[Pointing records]

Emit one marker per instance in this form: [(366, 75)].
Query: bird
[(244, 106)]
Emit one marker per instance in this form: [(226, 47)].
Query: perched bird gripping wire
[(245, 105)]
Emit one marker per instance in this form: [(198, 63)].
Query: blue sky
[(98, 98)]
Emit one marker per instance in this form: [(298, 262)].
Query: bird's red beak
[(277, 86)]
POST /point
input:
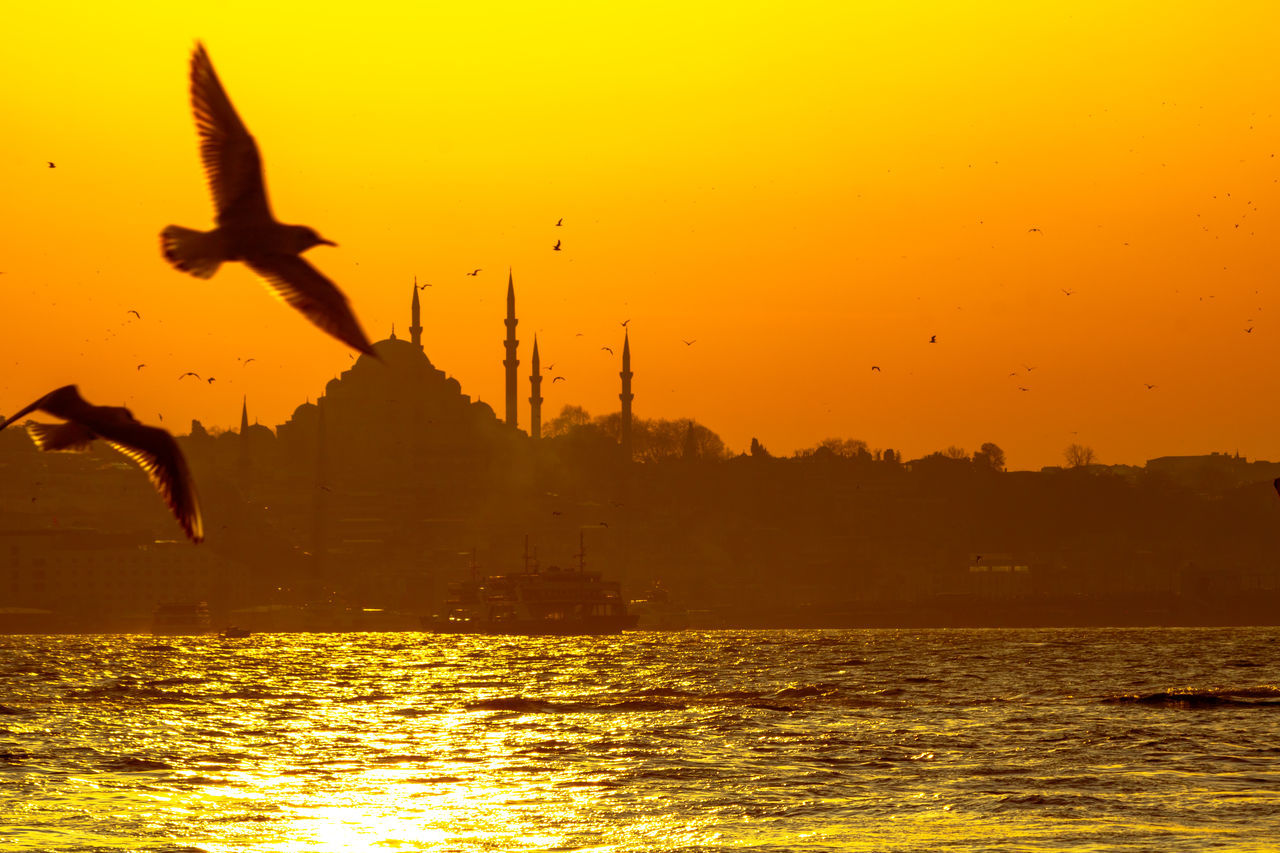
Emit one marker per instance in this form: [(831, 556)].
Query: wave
[(1260, 696)]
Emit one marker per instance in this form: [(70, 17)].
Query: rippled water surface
[(746, 740)]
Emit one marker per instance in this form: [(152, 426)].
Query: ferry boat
[(187, 617), (551, 601)]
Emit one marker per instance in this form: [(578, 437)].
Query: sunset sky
[(1077, 201)]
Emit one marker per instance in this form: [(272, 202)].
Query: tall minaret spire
[(535, 397), (626, 396), (415, 328), (243, 439), (511, 361)]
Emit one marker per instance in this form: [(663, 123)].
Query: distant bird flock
[(246, 231)]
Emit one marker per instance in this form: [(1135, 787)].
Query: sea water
[(1143, 739)]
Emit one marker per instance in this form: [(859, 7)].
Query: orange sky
[(805, 190)]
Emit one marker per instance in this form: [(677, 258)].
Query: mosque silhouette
[(400, 413)]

§ Task description
Retype the entire listing above word for word, leaving out the pictures.

§ Response for this exercise
Emit one marker per instance in this form: [(366, 75)].
Query: bird
[(244, 106)]
Emit one marker per instance in this form: [(226, 47)].
Query: perched bird gripping wire
[(245, 105)]
Emit one marker per instance in this form: [(198, 63)].
Query: blue sky
[(98, 98)]
Emit one marker per instance in this form: [(298, 262)].
Query: bird's red beak
[(277, 86)]
POST /point
input:
Emit one marker per instance in this form: [(831, 556)].
Query: wave
[(1260, 696)]
Emit one marker per instance in this form: [(70, 17)].
Query: rippled water surface
[(746, 740)]
Emit one marker per instance in this form: [(152, 426)].
Query: ferry boat
[(187, 617), (551, 601)]
Emit one marker per instance in this form: [(578, 437)].
Query: sunset sky
[(1077, 201)]
Emit one marker per instance in this form: [(272, 202)].
Query: tall minaret spire
[(535, 397), (626, 396), (415, 328), (243, 439), (511, 361)]
Emit one marker per instance in this form: [(663, 123)].
Query: distant bird flock
[(246, 231)]
Emit one marker per instance in this form: [(1135, 787)].
Query: sea water
[(1143, 739)]
Emit one marker per instance in this form: [(859, 7)].
Query: orange sky
[(805, 190)]
Emit one marker per instance in this form: [(677, 258)].
Query: mosque silhouette
[(400, 413)]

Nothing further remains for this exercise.